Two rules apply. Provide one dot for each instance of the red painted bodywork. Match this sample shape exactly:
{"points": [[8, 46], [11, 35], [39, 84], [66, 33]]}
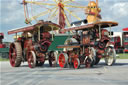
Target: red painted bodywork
{"points": [[125, 29], [1, 43], [125, 43]]}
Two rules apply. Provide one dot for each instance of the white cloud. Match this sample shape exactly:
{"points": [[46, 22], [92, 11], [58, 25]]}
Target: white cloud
{"points": [[120, 9]]}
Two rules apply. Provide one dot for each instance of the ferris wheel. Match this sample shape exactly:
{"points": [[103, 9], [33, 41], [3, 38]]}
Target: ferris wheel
{"points": [[58, 11]]}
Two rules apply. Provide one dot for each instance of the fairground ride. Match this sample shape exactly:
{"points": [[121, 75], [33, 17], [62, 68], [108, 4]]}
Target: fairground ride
{"points": [[51, 10]]}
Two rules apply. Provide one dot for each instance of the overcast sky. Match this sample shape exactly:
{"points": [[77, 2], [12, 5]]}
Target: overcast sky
{"points": [[12, 14]]}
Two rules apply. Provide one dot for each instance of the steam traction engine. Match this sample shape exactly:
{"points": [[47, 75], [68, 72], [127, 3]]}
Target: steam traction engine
{"points": [[32, 46], [78, 49], [89, 44]]}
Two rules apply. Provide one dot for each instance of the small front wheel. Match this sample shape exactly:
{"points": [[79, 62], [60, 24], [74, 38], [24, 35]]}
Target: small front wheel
{"points": [[31, 58], [63, 59], [110, 57]]}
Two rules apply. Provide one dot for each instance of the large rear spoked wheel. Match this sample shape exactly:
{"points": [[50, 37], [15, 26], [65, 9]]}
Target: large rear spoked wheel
{"points": [[53, 59], [15, 54], [31, 57], [63, 60], [90, 61], [76, 63], [110, 56]]}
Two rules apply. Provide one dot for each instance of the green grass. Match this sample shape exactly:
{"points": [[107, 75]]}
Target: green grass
{"points": [[123, 56]]}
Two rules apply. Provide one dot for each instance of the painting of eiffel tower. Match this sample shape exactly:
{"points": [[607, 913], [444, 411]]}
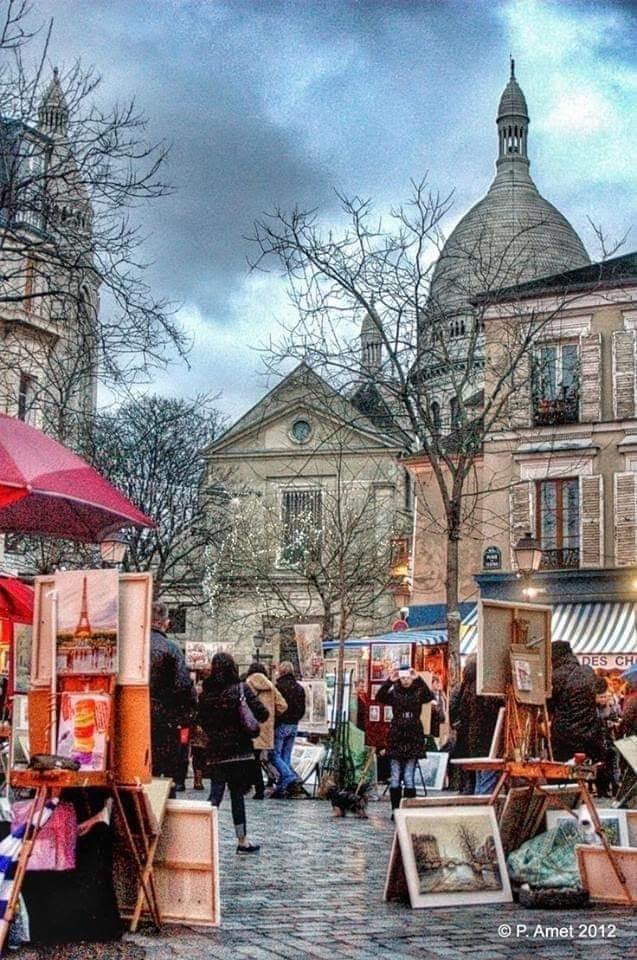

▬▬▬▬▬▬

### Given instruction
Switch "one dot" to "a single marker" wherever it occurs in the data above, changing nothing else. Reproduce the resulting lines without the pictures.

### Finished exercise
Two rules apply. Provide a single marker for each instance of the red painted bodywork. Match this sample shape exactly:
{"points": [[8, 46], [11, 35], [39, 84], [66, 33]]}
Target: red painted bodywork
{"points": [[125, 29], [1, 43], [125, 43]]}
Two rules apply. Provide a single marker for each instance of the white cloud. Match this sample shape exactly:
{"points": [[46, 22], [92, 11], [58, 25]]}
Target: white cloud
{"points": [[120, 9]]}
Two rules apply. Provide a single marker for each instance of the ferris wheel. Match this sample shape exactly:
{"points": [[103, 9], [33, 41], [3, 38]]}
Target: ferris wheel
{"points": [[58, 11]]}
Two rules apply. Provide a single marker for each instance of the fairground ride. Match this sample shape exactly:
{"points": [[121, 75], [33, 17], [62, 68], [108, 4]]}
Target: fairground ride
{"points": [[51, 10]]}
Two rules apply. Provide a single marker for each instance of the overcast sky. Match this sample shape exactly:
{"points": [[77, 2], [12, 5]]}
Target: overcast sky
{"points": [[12, 14]]}
Two rules apply. Provide a single marker for each instance of the steam traction engine. Match this sample shape exactly:
{"points": [[47, 75], [68, 72], [127, 3]]}
Target: steam traction engine
{"points": [[32, 46], [78, 49], [89, 44]]}
Two rules apply. Provide a single marker for each instance of the small front wheel. Match this sample shape exactly:
{"points": [[79, 62], [60, 24], [74, 38], [24, 35]]}
Target: small front wheel
{"points": [[31, 58], [63, 59], [110, 57]]}
Two rules apply. Provide a single marker for each instance of the large rear spoked wheel. Match this sample shape exactly:
{"points": [[50, 37], [15, 26], [65, 9]]}
Target: large rear spoked wheel
{"points": [[53, 59], [15, 54], [31, 57], [63, 60], [90, 61], [76, 63], [110, 56]]}
Two rules apply. Provide a single marker for each instance of the green grass. Match this sample shape exactly:
{"points": [[107, 75]]}
Target: green grass
{"points": [[123, 56]]}
Two rules apply. Provide a single marker for each instance of the painting of eiffel tower. Match this sample shape exactly:
{"points": [[607, 913], [444, 411]]}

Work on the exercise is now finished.